Text passage:
[Begin]
I guess what you must look out for is if you go to a place and they advertise they're selling apple juice, say, let me see the strong man.
Jason Manzoukas
Let me see the squeezer. Show me this.
RFK Jr.
And then they don't have a strong circus. Strong man come out of the kitchen and squeeze it right in front of you. Get out of there.
Scott Aukerman
Wearing like a leopard sort of fur.
RFK Jr.
Tunic.
Scott Aukerman
Tunic.
Jason Manzoukas
One shoulder tunic with barbells that have big balls at the end.
RFK Jr.
He should have a bald head and a big wide mustache.
Scott Aukerman
What else is going on this holiday season?
Jason Manzoukas
Any other warnings or any other cautions for people this holiday season?
RFK Jr.
Don't leave cookies out for Santa because what if he's real?
Scott Aukerman
Well, you are now in, then you've invited him in.
Jason Manzoukas
Like, rules.
Scott Aukerman
He might be there the night of December 25th going, where's these cookies, though?
Jason Manzoukas
We don't somebody.
Scott Aukerman
It's like ants.
Jason Manzoukas
I feel like you're somebody that has access now to all of the confidential information.
Scott Aukerman
Yeah, the government. Do you know if.
Jason Manzoukas
Do you know if it exists? Like who do I talk to?
Scott Aukerman
Any of us?
Jason Manzoukas
I'm just trying to find out if Santa exists. Yeah, I think Scott's asking about Area 51 and other areas. Not at all on topic, but okay.
RFK Jr.
Area 51 has a large cache of alien corpses. Area 54 has the same thing, but also cocaine.
Scott Aukerman
I'll go to Area 54 because the.
Jason Manzoukas
Aliens were working for the cartel there.
RFK Jr.
We don't know if Santa is in fact real. We have tried to prove it. Our governments have tried to prove it. But of course our governments aren't corrupt.
Scott Aukerman
I think NORAD knows he's real.
RFK Jr.
Won't tell us. NORAD won't tell us definitively.
Jason Manzoukas
Isn't it pronounced Norin Rad?
Scott Aukerman
Oh, that's right. Yeah. The silver service. Yeah. With his love, Shalabal.
Jason Manzoukas
Yes.
RFK Jr.
But don't leave cookies out, because if Santa is real and he gets in your house, who knows what he's going to do.
[End]
Location identification items:
[Begin]
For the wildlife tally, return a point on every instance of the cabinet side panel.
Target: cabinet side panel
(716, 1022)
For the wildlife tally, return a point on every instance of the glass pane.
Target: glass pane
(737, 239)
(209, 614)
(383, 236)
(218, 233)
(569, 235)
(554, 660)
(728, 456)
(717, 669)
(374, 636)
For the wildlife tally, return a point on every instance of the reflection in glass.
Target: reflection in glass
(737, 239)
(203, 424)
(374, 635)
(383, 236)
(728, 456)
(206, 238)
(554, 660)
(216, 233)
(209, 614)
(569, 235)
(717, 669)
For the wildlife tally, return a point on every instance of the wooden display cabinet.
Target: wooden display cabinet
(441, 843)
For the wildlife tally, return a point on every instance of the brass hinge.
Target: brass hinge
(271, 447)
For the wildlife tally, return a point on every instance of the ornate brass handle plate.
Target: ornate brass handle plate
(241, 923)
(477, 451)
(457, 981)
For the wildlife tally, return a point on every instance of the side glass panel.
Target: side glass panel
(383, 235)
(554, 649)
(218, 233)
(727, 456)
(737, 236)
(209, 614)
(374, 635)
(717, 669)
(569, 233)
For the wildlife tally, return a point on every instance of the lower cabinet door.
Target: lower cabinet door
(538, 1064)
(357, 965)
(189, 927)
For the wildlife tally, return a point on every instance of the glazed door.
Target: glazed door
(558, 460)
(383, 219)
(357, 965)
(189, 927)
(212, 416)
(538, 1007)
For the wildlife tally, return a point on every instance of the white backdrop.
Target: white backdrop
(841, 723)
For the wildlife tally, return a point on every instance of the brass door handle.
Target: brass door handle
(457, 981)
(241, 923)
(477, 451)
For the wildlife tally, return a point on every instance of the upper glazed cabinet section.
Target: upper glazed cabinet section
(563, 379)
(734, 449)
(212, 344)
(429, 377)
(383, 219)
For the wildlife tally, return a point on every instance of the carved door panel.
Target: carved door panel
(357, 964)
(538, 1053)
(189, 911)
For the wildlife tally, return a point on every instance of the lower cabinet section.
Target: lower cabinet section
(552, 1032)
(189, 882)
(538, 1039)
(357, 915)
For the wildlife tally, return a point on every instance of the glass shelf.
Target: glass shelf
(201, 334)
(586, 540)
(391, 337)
[End]
Job 1:
Echo the transcript word for word, from "We don't know" to "governments aren't corrupt.".
Job 2:
In the comedy transcript, what does RFK Jr. say the strong man should have?
Job 3:
Pick up the comedy transcript about Santa and the strong man right after its final line and keep it going.

Expected answer 1:
We don't know if Santa is in fact real. We have tried to prove it. Our governments have tried to prove it. But of course our governments aren't corrupt.

Expected answer 2:
A bald head and a big wide mustache.

Expected answer 3:
Scott Aukerman
That's right. Yeah. Okay, so no cookies, no milk.
RFK Jr.
Never drink milk unless you're drinking it directly from an udder.
Jason Manzoukas
Oh, wow. So any. So any milk that's coming to you in any way, shape or form, supermarket or anything is been compromised.
RFK Jr.
It's deadly. And it causes, let's say, crypto death.
Scott Aukerman
Wow.
Jason Manzoukas
Oh, geez. Crib. That. We don't like that. Oh boy. RFK Jr himself is shaking his head in disapproval of his own statement.
Scott Aukerman
You're just. You're just saying an adult is gonna climb into a crib.
RFK Jr.
It causes crib death in adults.
Scott Aukerman
Yeah, exactly. So when you get to a diner.
RFK Jr.
Ask to see like hydrophobia.
Scott Aukerman
Yeah.
RFK Jr.
You get very. You get.
Scott Aukerman
You.
RFK Jr.
You recoil at the sight of water. It's like that.
Scott Aukerman
And do you Benjamin Button and you just sort of like get younger and younger and younger and then. Sure, yeah. And so when you get to a diner, ask to see the strong man and the cow that you're gonna drink.
RFK Jr.
The milk from or goat, whatever has utters. That's fun, huh?
Jason Manzoukas
Watching you both run for that was absolutely delightful.
Scott Aukerman
Like watching an Olympics 440 meter dash. Is that how long it is?
RFK Jr.
I can run very fast because I work out in jeans.
Scott Aukerman
Why the jeans?
RFK Jr.
Yeah. Jean shorts at least because I work up the resistance. And also jean shorts I reserve for my lovers.
Scott Aukerman
Oh, that's right. Nick, can we talk about these lovers?
RFK Jr.
Yeah, I love talking about it.
Scott Aukerman
You've been in the news recently for not entirely being faithful to.
RFK Jr.
I never said I would be.
Scott Aukerman
Not even in the wedding vows or anything.
RFK Jr.
Technically, yes.
Jason Manzoukas
Okay, so you know, that is like.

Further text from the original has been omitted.